[Textabschnitt]
# # # #

Der völlig unverstellte, der leere Blick auf Natur?
Bei der Erschließung von Natur hilft es vielleicht zuweilen auch „einfach einmal leer zu werden“ und Landschaft nicht durch jene Brille zu sehen von der wir alle stets „irgendeine auf“ haben.
Nicht mittels Ausrüstung und klarer Zielvorstellung, sondern einfach nur „nahezu unbesohlt“ und frei hinauszugehen und Natur zu atmen. Wer ist noch in der Lage Natur pur wahrzunehmen? Selbst der neuzeitlich trendige „Waldbader“ geht wahrlich nicht ziellos in den Wald. Jeder von uns macht sich Natur irgendwie und irgendwo immer „dienstbar“ – Naturliebe ist fast immer und überall zweckgebunden!
Goethes berühmte Gedichtzeile aus „Gefunden“ kommt einem da in den Sinn: „…Ich ging im Wald so für mich hin und nichts zu suchen das war mein Sinn…“. Das ist vielleicht gelegentlich auch genau das was man „suchen“ soll, wenn man in die Natur geht: „Nichts zu suchen“!

# # # #

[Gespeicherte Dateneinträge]
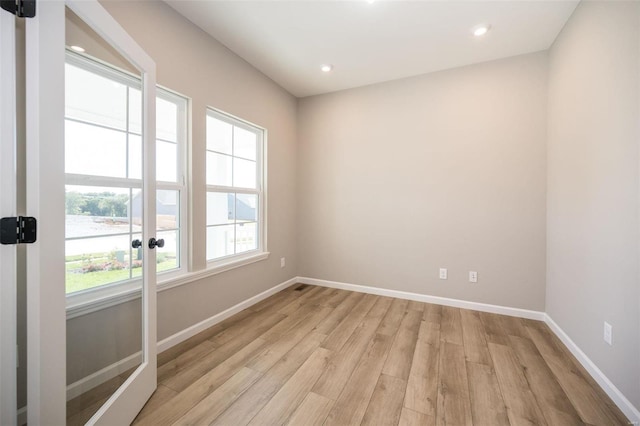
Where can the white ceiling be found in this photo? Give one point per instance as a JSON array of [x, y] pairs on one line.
[[372, 42]]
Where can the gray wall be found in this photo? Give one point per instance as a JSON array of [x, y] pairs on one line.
[[192, 63], [592, 250], [442, 170]]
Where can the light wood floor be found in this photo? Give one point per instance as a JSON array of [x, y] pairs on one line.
[[320, 356]]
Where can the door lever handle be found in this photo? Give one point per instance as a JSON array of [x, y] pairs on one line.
[[153, 243]]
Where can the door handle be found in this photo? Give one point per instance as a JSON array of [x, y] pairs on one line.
[[153, 243]]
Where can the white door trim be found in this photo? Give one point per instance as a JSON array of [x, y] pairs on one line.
[[8, 322], [46, 320]]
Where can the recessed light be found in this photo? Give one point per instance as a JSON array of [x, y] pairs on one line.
[[481, 30]]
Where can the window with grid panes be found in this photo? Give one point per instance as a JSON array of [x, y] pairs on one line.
[[235, 193]]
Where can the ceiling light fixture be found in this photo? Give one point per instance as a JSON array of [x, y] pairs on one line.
[[481, 30]]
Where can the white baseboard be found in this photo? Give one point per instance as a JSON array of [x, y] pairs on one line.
[[83, 385], [113, 370], [183, 335], [614, 393], [456, 303]]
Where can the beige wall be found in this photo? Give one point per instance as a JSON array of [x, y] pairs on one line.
[[593, 173], [442, 170], [192, 63]]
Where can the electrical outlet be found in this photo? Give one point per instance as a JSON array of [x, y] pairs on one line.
[[608, 333]]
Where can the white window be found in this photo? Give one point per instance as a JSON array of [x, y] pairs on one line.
[[235, 189], [103, 166]]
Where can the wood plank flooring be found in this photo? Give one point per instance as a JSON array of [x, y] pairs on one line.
[[321, 356]]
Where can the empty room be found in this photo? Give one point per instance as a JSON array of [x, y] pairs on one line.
[[319, 212]]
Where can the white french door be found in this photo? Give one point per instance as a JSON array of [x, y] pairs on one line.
[[7, 209], [48, 260]]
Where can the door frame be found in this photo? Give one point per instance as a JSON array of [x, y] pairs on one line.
[[8, 201], [46, 299]]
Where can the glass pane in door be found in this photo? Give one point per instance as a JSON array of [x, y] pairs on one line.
[[103, 227]]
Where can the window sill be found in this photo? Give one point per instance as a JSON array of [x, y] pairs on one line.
[[94, 300]]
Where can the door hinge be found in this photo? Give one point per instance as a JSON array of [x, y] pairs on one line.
[[20, 8], [18, 230]]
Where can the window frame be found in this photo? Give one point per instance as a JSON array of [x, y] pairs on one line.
[[99, 297], [260, 252]]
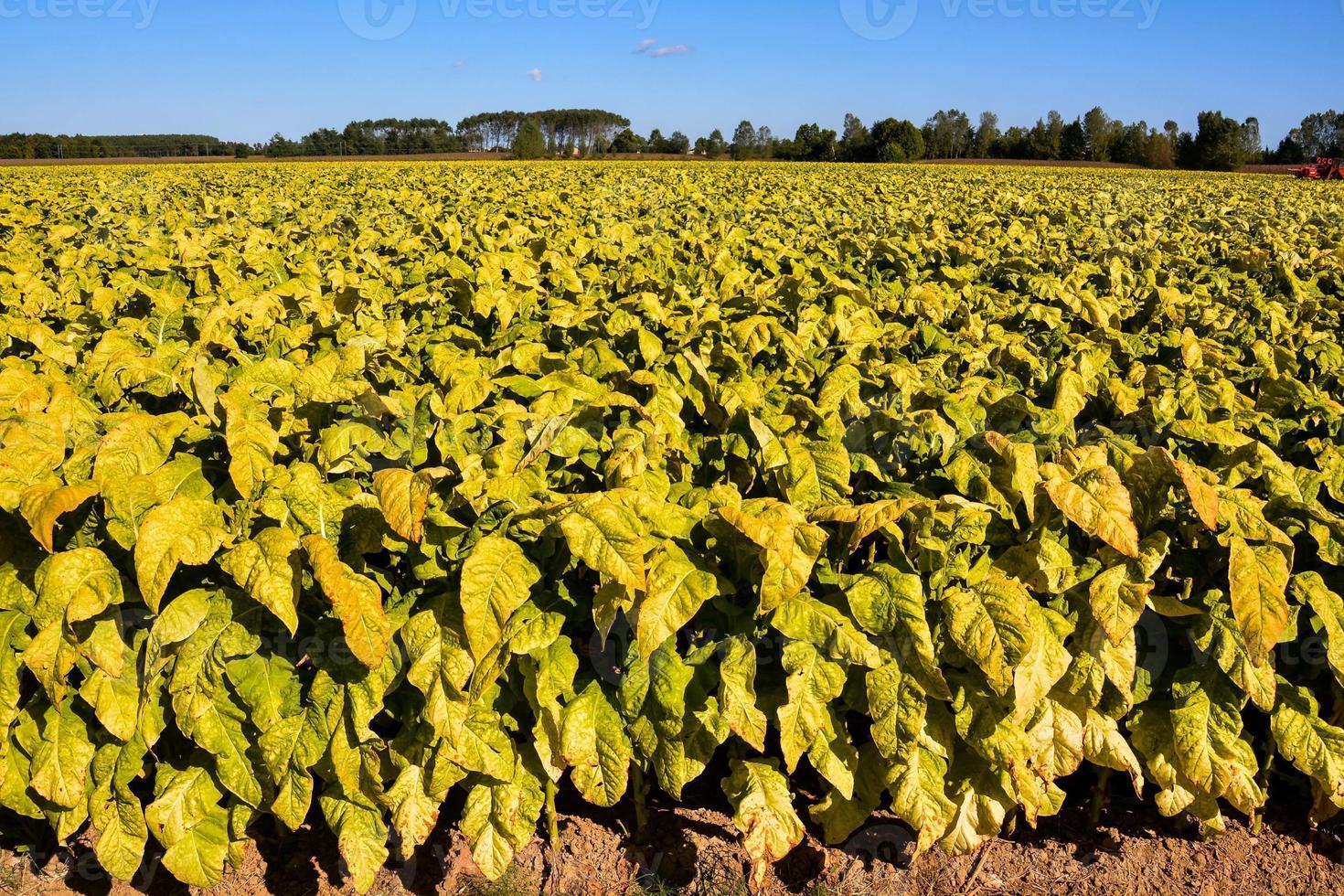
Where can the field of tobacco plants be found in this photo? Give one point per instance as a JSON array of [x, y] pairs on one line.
[[336, 495]]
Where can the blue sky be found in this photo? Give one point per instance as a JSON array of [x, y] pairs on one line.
[[245, 69]]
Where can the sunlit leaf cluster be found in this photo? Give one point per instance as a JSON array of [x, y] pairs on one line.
[[326, 491]]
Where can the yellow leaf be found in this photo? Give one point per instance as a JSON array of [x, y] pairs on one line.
[[45, 504], [1098, 504], [185, 531], [357, 601], [403, 497], [1258, 578]]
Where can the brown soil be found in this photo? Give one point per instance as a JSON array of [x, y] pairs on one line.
[[697, 852]]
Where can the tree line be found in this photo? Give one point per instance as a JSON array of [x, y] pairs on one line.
[[1217, 142]]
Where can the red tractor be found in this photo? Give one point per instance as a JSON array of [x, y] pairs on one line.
[[1323, 169]]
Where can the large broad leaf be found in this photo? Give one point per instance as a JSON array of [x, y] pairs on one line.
[[595, 746], [357, 601], [1307, 741], [677, 592], [608, 539], [737, 692], [789, 546], [185, 531], [403, 496], [992, 624], [60, 761], [1258, 578], [496, 581], [186, 817], [360, 833], [500, 819], [43, 506], [269, 570], [1098, 504], [763, 813]]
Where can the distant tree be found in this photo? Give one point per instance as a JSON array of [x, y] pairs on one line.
[[987, 134], [1320, 134], [948, 134], [1253, 139], [745, 142], [1160, 151], [1221, 143], [1072, 143], [765, 143], [1097, 129], [529, 142], [812, 143], [855, 143], [1289, 152], [715, 145], [1172, 132], [626, 143], [894, 140]]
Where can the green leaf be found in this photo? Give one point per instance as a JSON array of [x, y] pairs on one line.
[[500, 819], [608, 539], [186, 817], [991, 624], [496, 581], [185, 531], [677, 592], [362, 836], [1098, 504], [60, 761], [595, 746], [357, 601], [737, 693], [269, 570], [1258, 578]]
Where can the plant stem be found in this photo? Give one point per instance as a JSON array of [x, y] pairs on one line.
[[1101, 795], [641, 806], [552, 821]]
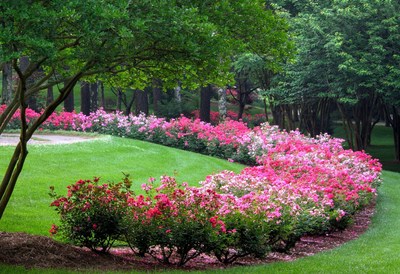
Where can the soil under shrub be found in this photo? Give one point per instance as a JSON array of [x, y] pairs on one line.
[[33, 251]]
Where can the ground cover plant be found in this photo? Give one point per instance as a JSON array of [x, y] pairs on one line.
[[298, 186]]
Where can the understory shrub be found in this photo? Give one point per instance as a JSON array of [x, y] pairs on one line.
[[91, 214], [295, 185]]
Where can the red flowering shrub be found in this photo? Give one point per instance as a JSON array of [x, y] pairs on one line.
[[91, 213], [173, 218]]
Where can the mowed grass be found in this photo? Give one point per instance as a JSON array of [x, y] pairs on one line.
[[376, 251], [108, 158]]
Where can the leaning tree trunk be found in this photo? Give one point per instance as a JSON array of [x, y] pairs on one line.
[[85, 98], [222, 102], [142, 102], [20, 153], [69, 103], [50, 96], [156, 95], [205, 104], [6, 92], [392, 114], [94, 96]]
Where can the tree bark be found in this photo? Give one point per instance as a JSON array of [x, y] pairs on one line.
[[7, 84], [392, 114], [205, 104], [102, 96], [31, 100], [85, 98], [50, 96], [222, 104], [20, 153], [69, 103], [94, 96], [156, 96], [142, 102]]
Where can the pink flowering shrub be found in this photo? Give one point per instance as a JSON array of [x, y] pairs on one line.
[[91, 213], [172, 218], [296, 185]]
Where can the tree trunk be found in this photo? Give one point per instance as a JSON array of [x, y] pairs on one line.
[[222, 102], [94, 96], [31, 100], [7, 84], [142, 102], [392, 114], [266, 109], [69, 103], [103, 98], [205, 104], [50, 96], [85, 98], [156, 96], [119, 100], [17, 161]]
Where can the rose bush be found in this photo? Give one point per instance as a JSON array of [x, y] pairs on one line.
[[91, 213], [295, 186]]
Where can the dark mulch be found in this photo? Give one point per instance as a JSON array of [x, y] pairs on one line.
[[33, 251]]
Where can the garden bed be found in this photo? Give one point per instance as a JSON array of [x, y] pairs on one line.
[[32, 251]]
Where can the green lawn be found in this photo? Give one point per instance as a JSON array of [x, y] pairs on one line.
[[108, 157], [376, 251]]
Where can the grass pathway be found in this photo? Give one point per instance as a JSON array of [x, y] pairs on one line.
[[376, 251]]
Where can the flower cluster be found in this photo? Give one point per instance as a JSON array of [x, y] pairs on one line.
[[92, 213], [295, 185]]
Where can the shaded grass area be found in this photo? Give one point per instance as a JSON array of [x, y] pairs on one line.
[[376, 251], [382, 146], [108, 158]]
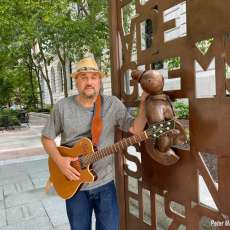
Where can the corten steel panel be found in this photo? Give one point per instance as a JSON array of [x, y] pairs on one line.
[[207, 18], [209, 118]]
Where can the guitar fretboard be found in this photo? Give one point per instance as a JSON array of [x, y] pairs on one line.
[[124, 143]]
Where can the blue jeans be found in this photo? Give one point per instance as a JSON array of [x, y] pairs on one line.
[[104, 203]]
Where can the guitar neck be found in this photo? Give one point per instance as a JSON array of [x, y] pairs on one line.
[[123, 144]]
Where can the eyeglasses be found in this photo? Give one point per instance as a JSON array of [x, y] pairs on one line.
[[85, 78]]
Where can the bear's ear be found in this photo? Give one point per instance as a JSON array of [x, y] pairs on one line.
[[136, 74]]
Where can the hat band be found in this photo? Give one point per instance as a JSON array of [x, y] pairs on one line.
[[87, 69]]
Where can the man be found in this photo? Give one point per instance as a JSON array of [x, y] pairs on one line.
[[72, 118]]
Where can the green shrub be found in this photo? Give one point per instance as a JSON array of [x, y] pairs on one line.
[[9, 117]]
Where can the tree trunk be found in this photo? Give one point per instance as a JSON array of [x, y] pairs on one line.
[[48, 86], [63, 65], [32, 86], [40, 88], [46, 75]]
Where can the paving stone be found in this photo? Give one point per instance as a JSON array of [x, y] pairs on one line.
[[39, 179], [2, 218], [9, 178], [25, 212], [40, 223], [1, 193], [55, 208], [24, 198], [37, 166], [63, 227], [18, 187]]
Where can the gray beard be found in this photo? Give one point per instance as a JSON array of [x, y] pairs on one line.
[[89, 96]]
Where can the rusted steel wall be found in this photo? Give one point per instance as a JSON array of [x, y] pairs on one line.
[[176, 28]]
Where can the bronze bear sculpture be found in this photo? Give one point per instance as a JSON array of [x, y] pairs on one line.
[[158, 108]]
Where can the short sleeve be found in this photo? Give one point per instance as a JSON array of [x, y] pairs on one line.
[[53, 126], [123, 118]]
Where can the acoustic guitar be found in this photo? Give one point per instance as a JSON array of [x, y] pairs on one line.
[[83, 149]]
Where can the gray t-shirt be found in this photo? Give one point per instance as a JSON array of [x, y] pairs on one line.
[[73, 121]]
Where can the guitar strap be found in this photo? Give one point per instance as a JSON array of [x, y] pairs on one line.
[[97, 123]]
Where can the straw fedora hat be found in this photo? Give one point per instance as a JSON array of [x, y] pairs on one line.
[[86, 65]]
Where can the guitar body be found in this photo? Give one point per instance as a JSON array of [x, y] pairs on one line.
[[64, 187]]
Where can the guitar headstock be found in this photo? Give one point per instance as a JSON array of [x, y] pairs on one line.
[[156, 129]]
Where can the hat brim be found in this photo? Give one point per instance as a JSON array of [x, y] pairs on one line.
[[77, 73]]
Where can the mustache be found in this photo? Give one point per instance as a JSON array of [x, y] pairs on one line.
[[89, 86]]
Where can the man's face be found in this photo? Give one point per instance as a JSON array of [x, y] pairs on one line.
[[88, 84]]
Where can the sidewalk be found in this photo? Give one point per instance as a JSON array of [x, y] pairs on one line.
[[24, 205]]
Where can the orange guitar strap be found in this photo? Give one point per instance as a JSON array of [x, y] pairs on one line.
[[97, 123]]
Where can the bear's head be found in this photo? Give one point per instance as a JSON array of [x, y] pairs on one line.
[[152, 81]]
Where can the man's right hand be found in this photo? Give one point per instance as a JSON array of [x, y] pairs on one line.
[[64, 164]]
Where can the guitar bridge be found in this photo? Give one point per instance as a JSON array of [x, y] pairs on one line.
[[81, 161]]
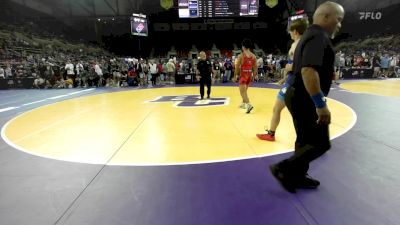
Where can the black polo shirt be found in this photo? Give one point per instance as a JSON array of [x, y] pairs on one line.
[[204, 66], [314, 50]]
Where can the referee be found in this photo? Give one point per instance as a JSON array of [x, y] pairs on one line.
[[313, 67], [204, 73]]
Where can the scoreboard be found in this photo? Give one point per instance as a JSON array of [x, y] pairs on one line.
[[217, 8], [139, 25]]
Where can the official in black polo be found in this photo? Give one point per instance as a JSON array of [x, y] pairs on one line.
[[204, 74], [313, 67]]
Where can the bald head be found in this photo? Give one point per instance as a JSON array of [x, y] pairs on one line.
[[329, 16]]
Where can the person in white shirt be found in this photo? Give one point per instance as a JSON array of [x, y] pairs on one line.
[[153, 72]]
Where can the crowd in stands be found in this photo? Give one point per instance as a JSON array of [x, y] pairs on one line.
[[54, 62]]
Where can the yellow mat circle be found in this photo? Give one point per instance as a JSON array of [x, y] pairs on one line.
[[162, 126]]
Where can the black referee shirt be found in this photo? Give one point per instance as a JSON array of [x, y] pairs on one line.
[[204, 66], [314, 50]]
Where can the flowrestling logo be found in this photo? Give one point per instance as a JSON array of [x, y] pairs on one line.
[[191, 101], [370, 15]]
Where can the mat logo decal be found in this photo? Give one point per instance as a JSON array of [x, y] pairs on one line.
[[191, 101]]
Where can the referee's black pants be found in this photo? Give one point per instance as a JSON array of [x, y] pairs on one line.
[[312, 139], [205, 81]]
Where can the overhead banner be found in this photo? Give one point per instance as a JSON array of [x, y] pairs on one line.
[[271, 3], [167, 4]]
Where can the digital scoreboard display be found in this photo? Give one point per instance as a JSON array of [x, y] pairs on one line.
[[139, 25], [217, 8]]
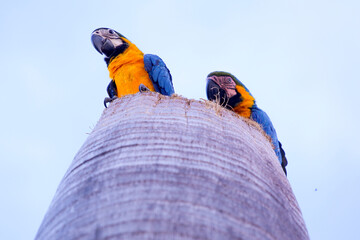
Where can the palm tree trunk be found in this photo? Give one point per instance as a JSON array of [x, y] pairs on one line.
[[157, 167]]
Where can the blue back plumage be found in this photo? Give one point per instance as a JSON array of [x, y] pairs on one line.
[[263, 119], [159, 74]]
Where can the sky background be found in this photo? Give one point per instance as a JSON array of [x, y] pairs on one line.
[[300, 60]]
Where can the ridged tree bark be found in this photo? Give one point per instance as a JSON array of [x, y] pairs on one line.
[[156, 167]]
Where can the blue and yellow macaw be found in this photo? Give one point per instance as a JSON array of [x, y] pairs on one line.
[[130, 70], [229, 92]]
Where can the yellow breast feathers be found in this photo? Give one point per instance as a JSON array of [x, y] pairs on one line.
[[243, 108]]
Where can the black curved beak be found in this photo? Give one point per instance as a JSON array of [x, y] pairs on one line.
[[215, 93], [102, 45]]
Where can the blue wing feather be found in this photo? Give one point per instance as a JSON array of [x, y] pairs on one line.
[[159, 74], [263, 119]]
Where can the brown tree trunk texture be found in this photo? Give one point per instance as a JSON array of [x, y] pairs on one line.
[[158, 167]]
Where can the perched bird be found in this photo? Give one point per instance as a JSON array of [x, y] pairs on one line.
[[130, 70], [229, 92]]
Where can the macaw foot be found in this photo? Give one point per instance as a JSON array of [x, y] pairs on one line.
[[143, 88], [108, 100]]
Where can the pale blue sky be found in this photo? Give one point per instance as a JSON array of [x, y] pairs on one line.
[[300, 59]]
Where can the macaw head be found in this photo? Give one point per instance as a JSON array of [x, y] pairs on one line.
[[226, 89], [109, 42]]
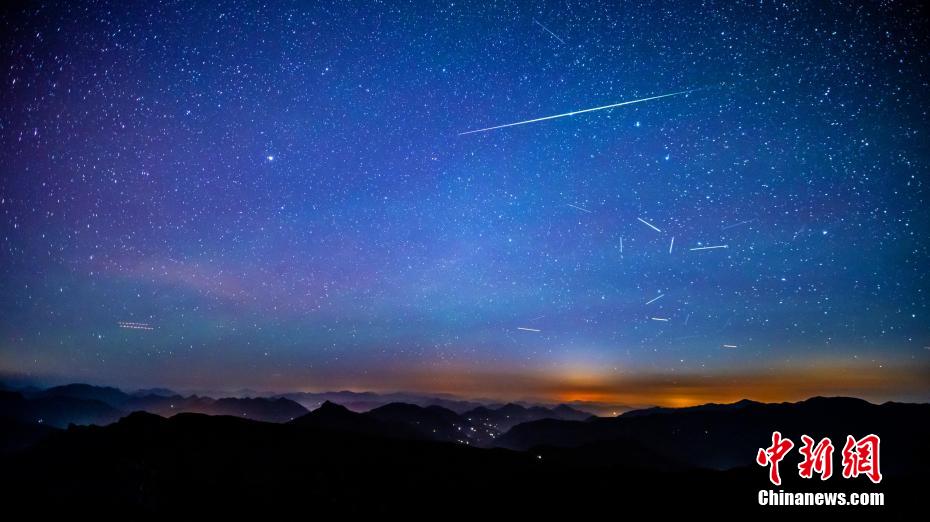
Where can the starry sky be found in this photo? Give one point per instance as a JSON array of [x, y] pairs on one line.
[[280, 196]]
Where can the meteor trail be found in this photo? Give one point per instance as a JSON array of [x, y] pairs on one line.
[[550, 32], [566, 114], [648, 224]]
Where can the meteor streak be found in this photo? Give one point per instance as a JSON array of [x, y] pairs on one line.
[[709, 248], [648, 224], [660, 296], [566, 114], [550, 32]]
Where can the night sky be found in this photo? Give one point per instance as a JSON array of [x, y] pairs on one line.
[[279, 196]]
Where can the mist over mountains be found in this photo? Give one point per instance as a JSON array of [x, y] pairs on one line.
[[265, 454]]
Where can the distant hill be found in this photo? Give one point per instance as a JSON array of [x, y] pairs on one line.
[[333, 462], [87, 404], [56, 410], [335, 418], [509, 415], [364, 401], [720, 436]]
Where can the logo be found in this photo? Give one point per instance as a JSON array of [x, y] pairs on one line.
[[859, 457]]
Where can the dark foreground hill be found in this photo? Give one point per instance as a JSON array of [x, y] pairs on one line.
[[719, 436], [198, 465]]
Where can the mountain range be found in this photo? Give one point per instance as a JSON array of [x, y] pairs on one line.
[[407, 458]]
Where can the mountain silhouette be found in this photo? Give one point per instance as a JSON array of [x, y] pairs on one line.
[[503, 418], [719, 436], [88, 404], [56, 410], [335, 418], [333, 462]]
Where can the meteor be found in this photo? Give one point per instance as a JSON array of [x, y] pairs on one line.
[[573, 113]]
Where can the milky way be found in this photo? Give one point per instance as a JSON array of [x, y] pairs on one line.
[[277, 195]]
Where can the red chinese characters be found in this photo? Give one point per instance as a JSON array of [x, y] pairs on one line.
[[861, 457], [817, 459], [772, 455]]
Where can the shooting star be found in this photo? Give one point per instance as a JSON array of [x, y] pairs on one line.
[[660, 296], [648, 224], [134, 326], [548, 31], [573, 113]]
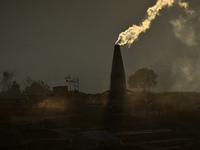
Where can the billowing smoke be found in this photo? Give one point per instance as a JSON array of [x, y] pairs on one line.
[[184, 31], [132, 33]]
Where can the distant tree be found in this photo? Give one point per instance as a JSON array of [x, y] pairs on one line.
[[14, 89], [142, 79], [6, 80], [37, 88]]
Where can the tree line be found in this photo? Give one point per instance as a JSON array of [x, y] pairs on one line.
[[10, 87]]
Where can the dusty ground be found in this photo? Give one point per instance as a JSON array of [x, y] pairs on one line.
[[138, 130]]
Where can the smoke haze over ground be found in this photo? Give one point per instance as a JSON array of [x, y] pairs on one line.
[[49, 40]]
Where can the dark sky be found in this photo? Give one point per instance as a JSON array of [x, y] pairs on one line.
[[48, 40]]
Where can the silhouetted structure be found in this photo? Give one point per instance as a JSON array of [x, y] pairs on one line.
[[117, 93]]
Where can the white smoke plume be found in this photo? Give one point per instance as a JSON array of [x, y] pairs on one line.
[[184, 31], [132, 33]]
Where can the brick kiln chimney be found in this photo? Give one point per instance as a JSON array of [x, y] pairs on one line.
[[117, 94]]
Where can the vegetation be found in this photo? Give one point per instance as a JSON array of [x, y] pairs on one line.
[[142, 79], [36, 87]]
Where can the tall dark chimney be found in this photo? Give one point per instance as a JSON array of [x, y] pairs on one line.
[[117, 94]]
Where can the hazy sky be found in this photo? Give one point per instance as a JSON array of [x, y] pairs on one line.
[[48, 40]]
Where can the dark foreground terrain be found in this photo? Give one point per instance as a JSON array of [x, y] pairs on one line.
[[52, 129]]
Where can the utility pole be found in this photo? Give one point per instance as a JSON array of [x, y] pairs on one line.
[[68, 79], [75, 82]]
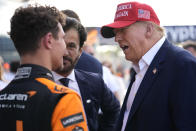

# # # #

[Ziel 1] Wiederhole aus dem Textabschnitt über den leeren Blick auf Natur wortgetreu die Stelle, die mit den Worten „Nicht mittels Ausrüstung“ beginnt und mit „und überall zweckgebunden!“ schließt.
[Ziel 2] Aus welchem Gedicht Goethes stammt die Zeile, die im Textabschnitt über den leeren Blick auf Natur zitiert wird?

[Antwort 1]
Nicht mittels Ausrüstung und klarer Zielvorstellung, sondern einfach nur „nahezu unbesohlt“ und frei hinauszugehen und Natur zu atmen. Wer ist noch in der Lage Natur pur wahrzunehmen? Selbst der neuzeitlich trendige „Waldbader“ geht wahrlich nicht ziellos in den Wald. Jeder von uns macht sich Natur irgendwie und irgendwo immer „dienstbar“ – Naturliebe ist fast immer und überall zweckgebunden!

[Antwort 2] Aus „Gefunden“.